* [Task list]:
a – Decide whether each statement below agrees with the passage on Caroline Amy Hutton, answering yes or no and quoting the words of the passage that settle it. (i) Hutton received a salary for her work as acting librarian in 1911. (ii) Hutton had been a member of the council of the Hellenic Society since 1908. (iii) The library closed during WWI.
b – Render part of the rows as a numbered list, starting at the line that contains "bee head, each" and ending at the last line of the rows, with both ends included. Leave out any blank lines.

* [Page extract]:
········

Fig. 1 Caroline Amy Hutton (From the collection of photographs of scholars held in HARL). 

One of those that has been forgotten is Caroline Amy Hutton, who was acting librarian during WWI. (Fig. 1) She made it possible for the library to remain open during the conflict and for the much-appreciated postal loans to continue during such a difficult time. She not only took care of the collection but also made sure that other members of staff such as the library assistant F. Wise and the attendant Miss Powell were granted regular increases in their salaries.  (Fig. 2) 

Fig. 2 Entry, in Hutton’s handwriting, from a meeting of the council of the Hellenic Society held on the 12 November 1918 where Hutton proposed an increase in salary for Mr. Garnett , the assistant treasurer and Miss Powell, the attendant and cleaner. (Hellenic Society Minute Book 9, Hellenic Society Archives).


It had not been the first time that Hutton had been acting librarian as she also stepped in in 1911 when the librarian John Baker-Penoyre had to take sick leave. Hutton, who had been a member of the council of the Hellenic Society since 1908 and was the editor of the Annual of the British School at Athens volunteered to take over from her colleague; the only payment she got for the three days a week she would be working was the cab fare to travel from her flat in 49 Drayton Gardens in Kensington to the new premises of the Society in Bloomsbury Square. (Fig. 3) 

Fig. 3 Entry from a meeting of the council of the  Hellenic Society held on 14 November 1911 where Hutton’s proposal of taking over Baker-Penoyre's tasks while he is on sick leave, is approved. (Hellenic Society Minute Book 7, Hellenic Society Archives).

········

* [Dataset extract]:
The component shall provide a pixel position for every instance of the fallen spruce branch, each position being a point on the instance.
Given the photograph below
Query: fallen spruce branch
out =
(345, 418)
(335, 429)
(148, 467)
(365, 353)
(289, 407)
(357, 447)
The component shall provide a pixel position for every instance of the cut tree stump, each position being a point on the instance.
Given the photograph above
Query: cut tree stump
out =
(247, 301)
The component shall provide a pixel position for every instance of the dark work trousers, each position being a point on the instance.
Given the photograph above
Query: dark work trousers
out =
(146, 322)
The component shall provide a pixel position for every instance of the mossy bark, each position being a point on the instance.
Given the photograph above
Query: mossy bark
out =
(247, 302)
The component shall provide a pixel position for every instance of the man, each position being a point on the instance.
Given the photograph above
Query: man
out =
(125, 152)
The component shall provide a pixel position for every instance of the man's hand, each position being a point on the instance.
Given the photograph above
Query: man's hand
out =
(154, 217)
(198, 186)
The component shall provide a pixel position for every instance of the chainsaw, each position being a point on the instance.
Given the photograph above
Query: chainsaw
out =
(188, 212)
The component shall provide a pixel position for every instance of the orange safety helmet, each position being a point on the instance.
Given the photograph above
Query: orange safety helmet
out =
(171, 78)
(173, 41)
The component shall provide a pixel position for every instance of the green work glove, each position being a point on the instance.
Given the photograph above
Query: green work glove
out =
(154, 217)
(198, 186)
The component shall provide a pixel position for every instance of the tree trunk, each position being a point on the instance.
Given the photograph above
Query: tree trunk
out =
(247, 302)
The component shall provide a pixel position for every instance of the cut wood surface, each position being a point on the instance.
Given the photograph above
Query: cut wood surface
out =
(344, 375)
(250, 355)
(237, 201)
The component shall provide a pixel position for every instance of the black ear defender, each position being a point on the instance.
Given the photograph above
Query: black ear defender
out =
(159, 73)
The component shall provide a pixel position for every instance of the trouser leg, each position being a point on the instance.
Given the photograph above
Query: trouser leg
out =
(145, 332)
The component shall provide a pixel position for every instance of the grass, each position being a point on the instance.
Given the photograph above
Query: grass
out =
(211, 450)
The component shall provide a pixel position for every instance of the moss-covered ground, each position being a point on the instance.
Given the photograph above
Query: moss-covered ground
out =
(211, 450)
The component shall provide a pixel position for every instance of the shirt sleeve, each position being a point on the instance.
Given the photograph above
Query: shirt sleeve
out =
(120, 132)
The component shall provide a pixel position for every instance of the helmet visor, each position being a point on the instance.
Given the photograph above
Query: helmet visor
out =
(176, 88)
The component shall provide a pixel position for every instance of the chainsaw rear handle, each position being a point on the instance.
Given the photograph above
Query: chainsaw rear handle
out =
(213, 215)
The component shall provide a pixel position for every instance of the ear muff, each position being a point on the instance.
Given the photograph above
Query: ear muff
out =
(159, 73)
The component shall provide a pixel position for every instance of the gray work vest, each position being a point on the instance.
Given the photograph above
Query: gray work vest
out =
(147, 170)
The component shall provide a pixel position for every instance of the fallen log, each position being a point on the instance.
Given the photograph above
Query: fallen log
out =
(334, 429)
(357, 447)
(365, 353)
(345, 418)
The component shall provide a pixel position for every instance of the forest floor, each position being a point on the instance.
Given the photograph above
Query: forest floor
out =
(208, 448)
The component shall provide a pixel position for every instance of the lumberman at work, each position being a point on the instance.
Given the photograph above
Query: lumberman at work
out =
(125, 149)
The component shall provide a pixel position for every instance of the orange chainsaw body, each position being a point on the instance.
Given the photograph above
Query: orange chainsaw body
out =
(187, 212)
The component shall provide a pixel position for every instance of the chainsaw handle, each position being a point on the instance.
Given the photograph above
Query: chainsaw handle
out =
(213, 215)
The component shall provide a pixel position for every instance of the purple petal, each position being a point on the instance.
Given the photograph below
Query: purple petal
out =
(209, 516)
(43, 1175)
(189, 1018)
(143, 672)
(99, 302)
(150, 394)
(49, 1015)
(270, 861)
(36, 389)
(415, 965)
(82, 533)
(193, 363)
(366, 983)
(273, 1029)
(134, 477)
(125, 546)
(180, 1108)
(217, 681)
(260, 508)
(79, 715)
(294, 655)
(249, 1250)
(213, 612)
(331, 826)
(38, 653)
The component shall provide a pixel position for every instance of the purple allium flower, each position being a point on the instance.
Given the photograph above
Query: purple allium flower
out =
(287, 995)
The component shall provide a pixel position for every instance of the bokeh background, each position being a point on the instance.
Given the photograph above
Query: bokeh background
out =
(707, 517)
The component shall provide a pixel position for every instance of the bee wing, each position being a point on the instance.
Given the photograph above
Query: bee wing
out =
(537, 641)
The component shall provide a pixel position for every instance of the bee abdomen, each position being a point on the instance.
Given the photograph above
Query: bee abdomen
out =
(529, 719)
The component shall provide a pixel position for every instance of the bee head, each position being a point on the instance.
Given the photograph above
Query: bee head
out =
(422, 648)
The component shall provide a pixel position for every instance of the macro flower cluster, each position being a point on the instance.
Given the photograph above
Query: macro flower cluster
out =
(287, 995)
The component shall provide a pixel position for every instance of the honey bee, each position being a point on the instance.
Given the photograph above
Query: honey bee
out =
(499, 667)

········

* [Answers to the exercises]:
a –
(i) No: "the only payment she got for the three days a week she would be working was the cab fare"
(ii) Yes: "who had been a member of the council of the Hellenic Society since 1908"
(iii) No: "She made it possible for the library to remain open during the conflict"

b –
1. The component shall provide a pixel position for every instance of the bee head, each position being a point on the instance.
2. Given the photograph above
3. Query: bee head
4. out =
5. (422, 648)
6. The component shall provide a pixel position for every instance of the macro flower cluster, each position being a point on the instance.
7. Given the photograph above
8. Query: macro flower cluster
9. out =
10. (287, 995)
11. The component shall provide a pixel position for every instance of the honey bee, each position being a point on the instance.
12. Given the photograph above
13. Query: honey bee
14. out =
15. (499, 667)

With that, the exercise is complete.